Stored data
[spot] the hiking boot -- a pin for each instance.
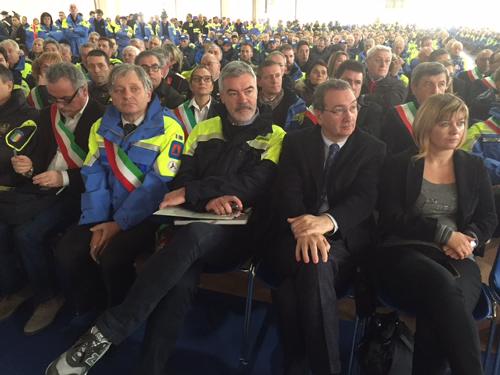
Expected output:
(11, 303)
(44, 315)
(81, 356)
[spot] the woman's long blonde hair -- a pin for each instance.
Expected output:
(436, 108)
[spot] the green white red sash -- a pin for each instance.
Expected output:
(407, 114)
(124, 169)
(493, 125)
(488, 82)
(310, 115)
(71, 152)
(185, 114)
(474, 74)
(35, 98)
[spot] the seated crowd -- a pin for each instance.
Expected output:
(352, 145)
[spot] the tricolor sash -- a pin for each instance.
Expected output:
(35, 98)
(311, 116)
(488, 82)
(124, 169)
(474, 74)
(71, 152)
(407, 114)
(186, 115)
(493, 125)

...

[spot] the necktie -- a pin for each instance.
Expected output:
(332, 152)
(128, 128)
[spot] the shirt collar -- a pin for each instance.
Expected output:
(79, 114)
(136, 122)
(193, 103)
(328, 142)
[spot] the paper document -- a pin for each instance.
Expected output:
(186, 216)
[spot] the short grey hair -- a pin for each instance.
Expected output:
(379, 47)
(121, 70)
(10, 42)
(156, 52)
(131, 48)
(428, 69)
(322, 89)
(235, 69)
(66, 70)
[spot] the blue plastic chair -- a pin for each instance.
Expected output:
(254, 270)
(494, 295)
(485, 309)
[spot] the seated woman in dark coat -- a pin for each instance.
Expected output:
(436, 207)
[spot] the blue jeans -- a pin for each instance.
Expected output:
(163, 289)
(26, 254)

...

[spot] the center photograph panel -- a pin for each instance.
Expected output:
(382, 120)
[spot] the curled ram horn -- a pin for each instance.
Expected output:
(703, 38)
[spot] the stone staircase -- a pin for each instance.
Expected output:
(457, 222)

WHAT THE EXERCISE ASKS ▸
Look through the data and gather every line with the string "woman" in it.

TASK SOLUTION ▸
[spot] the woman's long blonde hair -- a pin for each instance.
[spot] the seated woman in dark coat -- a pin for each instance.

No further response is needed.